**TRECHO SELECIONADO**
+---+
Voltemos um pouco para entender melhor a questão, tendo o episódio de novembro na cidade de São Paulo como referência, ainda que novos apagões tenham ocorrido desde então. A bem da verdade, a interrupção do fornecimento foi ocasionada, entre outros fatores, por quedas de árvores durante fortes chuvas. Contudo, isso não explica a demora para restabelecer o serviço. Por mais que o temporal fosse inevitável, o longo tempo sem energia poderia ter sido evitado. Esse é o ponto. Ao priorizar a distribuição de lucro aos acionistas em detrimento do investimento em pessoal, em renovação da rede e em manutenção preventiva, a Enel faltou com seu dever de cuidado. Consequentemente, milhares ficaram dias sem luz.

A Enel é prestadora de um serviço público, portanto, sua responsabilidade é objetiva (independe de dolo ou culpa). Mesmo quando a execução é concedida a um ente privado, o serviço continua público (em juridiquês, dizemos que a “execução” foi transferida, mas a “titularidade” segue pública). A responsabilidade objetiva, contudo, não é absoluta. Diante de eventos naturais imprevisíveis ou inevitáveis, a concessionária pode não ser responsabilizada.
+---+
Registros de dados salvos:

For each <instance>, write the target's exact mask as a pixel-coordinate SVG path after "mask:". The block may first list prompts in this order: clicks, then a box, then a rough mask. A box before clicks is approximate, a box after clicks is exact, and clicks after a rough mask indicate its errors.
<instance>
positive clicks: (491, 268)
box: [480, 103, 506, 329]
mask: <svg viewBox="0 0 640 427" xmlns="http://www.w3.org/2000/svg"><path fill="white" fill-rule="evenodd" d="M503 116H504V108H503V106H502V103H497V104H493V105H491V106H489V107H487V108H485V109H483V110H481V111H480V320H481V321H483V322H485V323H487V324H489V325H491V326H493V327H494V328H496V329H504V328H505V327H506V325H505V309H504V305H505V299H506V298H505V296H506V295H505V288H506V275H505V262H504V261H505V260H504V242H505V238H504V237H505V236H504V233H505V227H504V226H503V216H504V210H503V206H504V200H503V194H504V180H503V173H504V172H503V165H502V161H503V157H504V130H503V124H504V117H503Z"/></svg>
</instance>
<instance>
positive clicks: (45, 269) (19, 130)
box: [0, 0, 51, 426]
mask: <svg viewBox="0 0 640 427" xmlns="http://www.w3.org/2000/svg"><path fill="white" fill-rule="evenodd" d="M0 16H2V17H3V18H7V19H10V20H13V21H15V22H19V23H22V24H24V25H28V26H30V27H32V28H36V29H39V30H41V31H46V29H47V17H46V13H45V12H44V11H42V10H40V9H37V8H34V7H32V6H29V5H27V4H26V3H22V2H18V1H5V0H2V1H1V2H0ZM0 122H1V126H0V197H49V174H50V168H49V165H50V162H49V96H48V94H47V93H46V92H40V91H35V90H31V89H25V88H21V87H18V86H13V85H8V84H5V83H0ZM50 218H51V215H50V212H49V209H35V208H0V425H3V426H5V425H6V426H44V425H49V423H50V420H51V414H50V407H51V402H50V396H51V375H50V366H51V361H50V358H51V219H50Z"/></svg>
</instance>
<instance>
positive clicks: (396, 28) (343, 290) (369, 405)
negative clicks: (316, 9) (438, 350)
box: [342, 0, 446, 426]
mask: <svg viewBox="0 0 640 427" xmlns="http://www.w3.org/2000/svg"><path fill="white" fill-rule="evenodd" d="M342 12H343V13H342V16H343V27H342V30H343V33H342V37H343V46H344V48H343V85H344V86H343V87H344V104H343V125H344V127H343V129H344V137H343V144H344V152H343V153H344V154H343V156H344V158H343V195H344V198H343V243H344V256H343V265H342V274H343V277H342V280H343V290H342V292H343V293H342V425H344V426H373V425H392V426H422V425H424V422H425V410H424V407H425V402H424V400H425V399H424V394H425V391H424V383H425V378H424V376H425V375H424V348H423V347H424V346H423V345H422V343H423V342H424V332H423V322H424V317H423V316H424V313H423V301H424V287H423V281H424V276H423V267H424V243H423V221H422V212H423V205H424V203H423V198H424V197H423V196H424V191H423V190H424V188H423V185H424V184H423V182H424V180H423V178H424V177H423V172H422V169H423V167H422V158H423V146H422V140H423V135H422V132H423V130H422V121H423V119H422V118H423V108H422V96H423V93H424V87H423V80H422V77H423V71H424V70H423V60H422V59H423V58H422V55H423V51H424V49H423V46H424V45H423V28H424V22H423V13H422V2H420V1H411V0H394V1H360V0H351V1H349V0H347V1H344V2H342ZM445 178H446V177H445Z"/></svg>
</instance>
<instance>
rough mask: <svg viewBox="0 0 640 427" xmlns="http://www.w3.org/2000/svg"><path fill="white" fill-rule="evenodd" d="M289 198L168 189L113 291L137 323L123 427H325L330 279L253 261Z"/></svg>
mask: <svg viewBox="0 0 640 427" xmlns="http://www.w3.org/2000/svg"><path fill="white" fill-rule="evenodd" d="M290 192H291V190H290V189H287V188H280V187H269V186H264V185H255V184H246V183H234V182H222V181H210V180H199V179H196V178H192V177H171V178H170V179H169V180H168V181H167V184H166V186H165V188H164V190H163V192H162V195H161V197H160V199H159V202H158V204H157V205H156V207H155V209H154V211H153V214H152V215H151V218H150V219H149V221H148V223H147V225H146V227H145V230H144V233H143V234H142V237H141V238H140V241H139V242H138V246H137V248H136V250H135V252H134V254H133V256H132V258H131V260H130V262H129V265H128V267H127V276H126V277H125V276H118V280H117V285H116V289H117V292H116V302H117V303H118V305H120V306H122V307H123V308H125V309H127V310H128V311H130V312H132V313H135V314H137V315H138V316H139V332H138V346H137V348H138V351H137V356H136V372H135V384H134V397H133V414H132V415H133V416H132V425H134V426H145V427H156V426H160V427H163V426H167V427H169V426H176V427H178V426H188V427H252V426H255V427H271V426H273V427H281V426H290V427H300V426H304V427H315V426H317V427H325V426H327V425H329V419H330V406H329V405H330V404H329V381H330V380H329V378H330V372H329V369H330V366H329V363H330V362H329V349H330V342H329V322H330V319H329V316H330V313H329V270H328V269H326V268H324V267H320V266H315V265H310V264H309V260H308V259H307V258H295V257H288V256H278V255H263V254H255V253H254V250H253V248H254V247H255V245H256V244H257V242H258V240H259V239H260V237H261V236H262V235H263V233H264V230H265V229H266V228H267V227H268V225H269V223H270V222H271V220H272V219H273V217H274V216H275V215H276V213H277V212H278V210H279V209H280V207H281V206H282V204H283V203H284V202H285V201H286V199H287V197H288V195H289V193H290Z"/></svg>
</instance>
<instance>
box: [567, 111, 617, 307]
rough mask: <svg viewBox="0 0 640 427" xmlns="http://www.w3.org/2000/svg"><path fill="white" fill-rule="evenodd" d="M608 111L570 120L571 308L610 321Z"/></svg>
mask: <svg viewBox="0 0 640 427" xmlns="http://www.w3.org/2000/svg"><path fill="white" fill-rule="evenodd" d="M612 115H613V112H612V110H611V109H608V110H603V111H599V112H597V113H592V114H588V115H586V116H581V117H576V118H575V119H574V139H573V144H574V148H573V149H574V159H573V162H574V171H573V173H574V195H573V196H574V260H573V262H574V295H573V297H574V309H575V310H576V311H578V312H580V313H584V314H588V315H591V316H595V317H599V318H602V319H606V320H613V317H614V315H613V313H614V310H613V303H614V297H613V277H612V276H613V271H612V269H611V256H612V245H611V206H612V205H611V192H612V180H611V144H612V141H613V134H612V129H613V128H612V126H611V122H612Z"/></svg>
+---+
**O QUE FAZER**
Transcreva na íntegra o trecho sobre a responsabilidade da Enel pelo apagão em São Paulo, sem alterar nenhuma palavra.

**RESPOSTA ABAIXO**
Voltemos um pouco para entender melhor a questão, tendo o episódio de novembro na cidade de São Paulo como referência, ainda que novos apagões tenham ocorrido desde então. A bem da verdade, a interrupção do fornecimento foi ocasionada, entre outros fatores, por quedas de árvores durante fortes chuvas. Contudo, isso não explica a demora para restabelecer o serviço. Por mais que o temporal fosse inevitável, o longo tempo sem energia poderia ter sido evitado. Esse é o ponto. Ao priorizar a distribuição de lucro aos acionistas em detrimento do investimento em pessoal, em renovação da rede e em manutenção preventiva, a Enel faltou com seu dever de cuidado. Consequentemente, milhares ficaram dias sem luz.

A Enel é prestadora de um serviço público, portanto, sua responsabilidade é objetiva (independe de dolo ou culpa). Mesmo quando a execução é concedida a um ente privado, o serviço continua público (em juridiquês, dizemos que a “execução” foi transferida, mas a “titularidade” segue pública). A responsabilidade objetiva, contudo, não é absoluta. Diante de eventos naturais imprevisíveis ou inevitáveis, a concessionária pode não ser responsabilizada.